[EXCERPTED TEXT]:

* start *

John Locke
John Locke, name sound familiar?
John had everything going for him…affluent family that had all the connections he’d need for someone born in the 1600’s in England…went to prep school, then Oxford, wrote speeches for a Lord in Parliament, even had time and inclination to go to med school. He is known because his political writings turned the lights on a movement called The Enlightenment. Remember the context—Europe is emerging from 15 centuries of authoritarian rule, the Divine Right of Kings--when the King, whether he was a sociopath or an imbecile, spoke as if he were God and decided what was law and how it should be applied. The role of a citizen was to obey without question. Locke was fortunate because the printing press had been around for a couple centuries and was flourishing during the 17th Century. It was the internet of the times and immortalized Locke’s ideas. To his credit his writings were so controversial that he twice had to flee the wrath of the English King. How did Locke frost the King? It was what he wrote.
1. The power of the government should flow from the consent of the citizens. Novel idea….
2. The law must be applied equitably to all citizens. No playing favorites?
3. We are all connected by a social contract. Really, what agreement do we have with each other?
4. If the leaders do not adhere to that social contract, the citizens have the right to rebel. I could see how the King could take exception to that.
Listen to just one quote: “All mankind…being all equal and independent….no one ought to harm another in his Life, Health, Liberty, or Possession.” No one should hurt us, control us, steal from us
Those are principles of conduct.Principle—from the Latin word meaning First. What should be the first thing in our minds when we interact with others? How far did Locke’s principles reach in his own life? To his discredit, his wealth was derived, in part, from investment in the slave trade. And when he had the chance to draft the Constitution of the Carolina Colonies, civil rights, religious tolerance, the right to vote were extended to the smallest constituency—landowners. Not to slaves who were considered property. Not to women, and not to men who were tenants.

* end *

[INSTRUCTIONS FOR THE TASK]:
Rewrite the part of the John Locke piece between "2. The law must" and "exception to that.", inclusive, putting "mutual agreement" wherever "social contract" appears. The entries that follow were taken from a different source than the John Locke piece.

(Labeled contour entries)
* start *

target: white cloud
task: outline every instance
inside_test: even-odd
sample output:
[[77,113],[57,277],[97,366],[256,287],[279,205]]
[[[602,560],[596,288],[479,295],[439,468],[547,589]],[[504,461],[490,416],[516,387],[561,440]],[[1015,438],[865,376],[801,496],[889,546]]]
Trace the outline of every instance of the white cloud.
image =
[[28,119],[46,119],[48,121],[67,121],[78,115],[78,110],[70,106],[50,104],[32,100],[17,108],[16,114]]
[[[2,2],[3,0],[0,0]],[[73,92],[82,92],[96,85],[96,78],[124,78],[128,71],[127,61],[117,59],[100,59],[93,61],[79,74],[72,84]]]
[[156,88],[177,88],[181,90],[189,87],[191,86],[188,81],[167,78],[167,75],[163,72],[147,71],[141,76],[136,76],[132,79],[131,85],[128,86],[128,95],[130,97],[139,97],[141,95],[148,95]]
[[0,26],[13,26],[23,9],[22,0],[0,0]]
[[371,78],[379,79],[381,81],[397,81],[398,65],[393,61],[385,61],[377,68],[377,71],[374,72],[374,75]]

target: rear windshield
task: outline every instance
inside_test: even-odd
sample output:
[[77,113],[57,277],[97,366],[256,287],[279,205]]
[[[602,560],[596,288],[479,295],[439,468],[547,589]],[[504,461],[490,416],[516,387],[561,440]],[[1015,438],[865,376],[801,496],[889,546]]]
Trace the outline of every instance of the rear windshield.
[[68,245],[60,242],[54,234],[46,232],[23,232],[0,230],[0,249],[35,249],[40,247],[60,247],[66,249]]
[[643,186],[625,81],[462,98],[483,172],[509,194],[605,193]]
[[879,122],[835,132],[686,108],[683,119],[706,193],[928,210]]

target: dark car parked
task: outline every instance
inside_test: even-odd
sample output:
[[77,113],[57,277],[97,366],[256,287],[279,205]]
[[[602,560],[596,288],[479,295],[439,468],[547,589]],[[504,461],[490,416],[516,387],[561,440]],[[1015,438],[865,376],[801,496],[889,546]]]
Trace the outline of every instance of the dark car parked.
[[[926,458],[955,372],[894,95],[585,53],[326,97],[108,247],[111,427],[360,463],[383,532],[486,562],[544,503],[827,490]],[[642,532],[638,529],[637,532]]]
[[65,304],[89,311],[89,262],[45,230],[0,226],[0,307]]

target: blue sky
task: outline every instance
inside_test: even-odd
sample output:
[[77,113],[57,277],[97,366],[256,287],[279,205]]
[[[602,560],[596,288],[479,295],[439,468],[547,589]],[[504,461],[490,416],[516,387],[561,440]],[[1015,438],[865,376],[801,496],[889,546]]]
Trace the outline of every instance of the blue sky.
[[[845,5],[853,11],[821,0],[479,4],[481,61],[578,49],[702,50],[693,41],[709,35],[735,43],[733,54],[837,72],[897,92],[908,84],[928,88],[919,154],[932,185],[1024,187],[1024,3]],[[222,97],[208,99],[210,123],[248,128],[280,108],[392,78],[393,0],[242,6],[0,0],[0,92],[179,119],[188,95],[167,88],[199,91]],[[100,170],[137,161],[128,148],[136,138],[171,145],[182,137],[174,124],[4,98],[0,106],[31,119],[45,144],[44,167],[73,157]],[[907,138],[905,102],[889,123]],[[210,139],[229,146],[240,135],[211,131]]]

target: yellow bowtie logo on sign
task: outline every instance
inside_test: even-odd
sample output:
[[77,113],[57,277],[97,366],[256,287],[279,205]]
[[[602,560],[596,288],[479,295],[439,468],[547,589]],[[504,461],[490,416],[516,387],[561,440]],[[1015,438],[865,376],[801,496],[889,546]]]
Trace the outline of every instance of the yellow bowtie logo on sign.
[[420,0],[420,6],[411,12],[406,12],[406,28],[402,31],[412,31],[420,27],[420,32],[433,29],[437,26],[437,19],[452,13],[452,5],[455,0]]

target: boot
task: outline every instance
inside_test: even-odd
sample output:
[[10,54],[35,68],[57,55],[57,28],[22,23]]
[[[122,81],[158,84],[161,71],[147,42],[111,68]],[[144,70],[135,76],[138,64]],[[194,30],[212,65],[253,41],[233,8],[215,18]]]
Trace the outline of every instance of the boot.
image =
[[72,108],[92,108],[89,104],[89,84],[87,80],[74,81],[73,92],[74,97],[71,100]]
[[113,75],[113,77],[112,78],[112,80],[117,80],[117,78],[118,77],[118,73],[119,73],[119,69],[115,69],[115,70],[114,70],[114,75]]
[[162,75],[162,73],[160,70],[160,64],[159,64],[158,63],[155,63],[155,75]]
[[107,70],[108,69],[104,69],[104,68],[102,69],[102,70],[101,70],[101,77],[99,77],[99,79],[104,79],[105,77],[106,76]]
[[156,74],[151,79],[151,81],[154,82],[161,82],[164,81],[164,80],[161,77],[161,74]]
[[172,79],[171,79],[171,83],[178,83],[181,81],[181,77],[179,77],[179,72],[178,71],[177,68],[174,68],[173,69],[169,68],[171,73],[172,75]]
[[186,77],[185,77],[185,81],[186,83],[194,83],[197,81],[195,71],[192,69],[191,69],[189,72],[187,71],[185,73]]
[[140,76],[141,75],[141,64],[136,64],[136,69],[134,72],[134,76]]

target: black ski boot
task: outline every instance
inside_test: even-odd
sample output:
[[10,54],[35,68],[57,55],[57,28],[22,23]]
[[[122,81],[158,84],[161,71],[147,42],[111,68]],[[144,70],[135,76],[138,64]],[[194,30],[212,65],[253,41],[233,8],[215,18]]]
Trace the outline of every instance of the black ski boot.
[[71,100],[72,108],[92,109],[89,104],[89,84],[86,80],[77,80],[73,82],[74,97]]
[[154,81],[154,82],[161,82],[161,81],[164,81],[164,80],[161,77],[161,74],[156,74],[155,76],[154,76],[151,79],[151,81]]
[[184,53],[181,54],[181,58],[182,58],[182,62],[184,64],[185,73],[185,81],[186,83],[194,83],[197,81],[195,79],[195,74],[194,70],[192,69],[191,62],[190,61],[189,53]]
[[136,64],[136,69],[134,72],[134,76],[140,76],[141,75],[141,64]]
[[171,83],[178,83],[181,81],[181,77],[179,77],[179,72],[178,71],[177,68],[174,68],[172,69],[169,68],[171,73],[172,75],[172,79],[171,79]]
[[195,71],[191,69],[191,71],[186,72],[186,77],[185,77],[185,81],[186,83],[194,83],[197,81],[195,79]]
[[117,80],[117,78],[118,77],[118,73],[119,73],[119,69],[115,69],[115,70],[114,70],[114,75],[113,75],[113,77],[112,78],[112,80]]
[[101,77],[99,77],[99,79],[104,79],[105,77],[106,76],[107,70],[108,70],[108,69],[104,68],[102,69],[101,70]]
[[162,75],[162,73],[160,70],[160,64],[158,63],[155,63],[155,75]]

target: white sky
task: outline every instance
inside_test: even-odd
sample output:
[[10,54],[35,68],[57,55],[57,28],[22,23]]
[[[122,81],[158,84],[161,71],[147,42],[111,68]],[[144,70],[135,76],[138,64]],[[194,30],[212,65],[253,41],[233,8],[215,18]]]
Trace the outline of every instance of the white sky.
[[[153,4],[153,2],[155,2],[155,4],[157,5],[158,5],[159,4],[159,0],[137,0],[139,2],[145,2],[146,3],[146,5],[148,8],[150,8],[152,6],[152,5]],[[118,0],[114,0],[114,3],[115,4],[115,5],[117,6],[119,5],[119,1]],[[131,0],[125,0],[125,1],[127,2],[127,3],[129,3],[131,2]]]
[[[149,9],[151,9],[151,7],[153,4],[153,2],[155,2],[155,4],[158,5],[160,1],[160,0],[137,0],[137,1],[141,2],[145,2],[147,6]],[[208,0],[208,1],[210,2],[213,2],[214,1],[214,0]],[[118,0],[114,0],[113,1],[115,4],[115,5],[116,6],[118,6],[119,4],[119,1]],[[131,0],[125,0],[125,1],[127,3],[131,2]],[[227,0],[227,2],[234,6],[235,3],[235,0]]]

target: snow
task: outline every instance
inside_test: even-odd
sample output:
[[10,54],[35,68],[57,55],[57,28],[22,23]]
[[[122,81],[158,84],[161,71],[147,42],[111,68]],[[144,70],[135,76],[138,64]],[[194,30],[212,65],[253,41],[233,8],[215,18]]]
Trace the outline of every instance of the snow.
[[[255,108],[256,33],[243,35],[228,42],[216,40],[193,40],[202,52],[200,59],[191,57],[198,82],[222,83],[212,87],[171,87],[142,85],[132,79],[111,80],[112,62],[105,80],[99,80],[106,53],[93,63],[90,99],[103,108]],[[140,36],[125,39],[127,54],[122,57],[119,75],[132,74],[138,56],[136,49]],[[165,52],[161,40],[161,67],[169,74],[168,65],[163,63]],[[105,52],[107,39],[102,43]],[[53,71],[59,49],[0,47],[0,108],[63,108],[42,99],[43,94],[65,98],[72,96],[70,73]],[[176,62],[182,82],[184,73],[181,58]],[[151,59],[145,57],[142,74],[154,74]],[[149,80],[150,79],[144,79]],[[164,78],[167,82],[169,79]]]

* end *

[WRITTEN REPLY]:
2. The law must be applied equitably to all citizens. No playing favorites?
3. We are all connected by a mutual agreement. Really, what agreement do we have with each other?
4. If the leaders do not adhere to that mutual agreement, the citizens have the right to rebel. I could see how the King could take exception to that.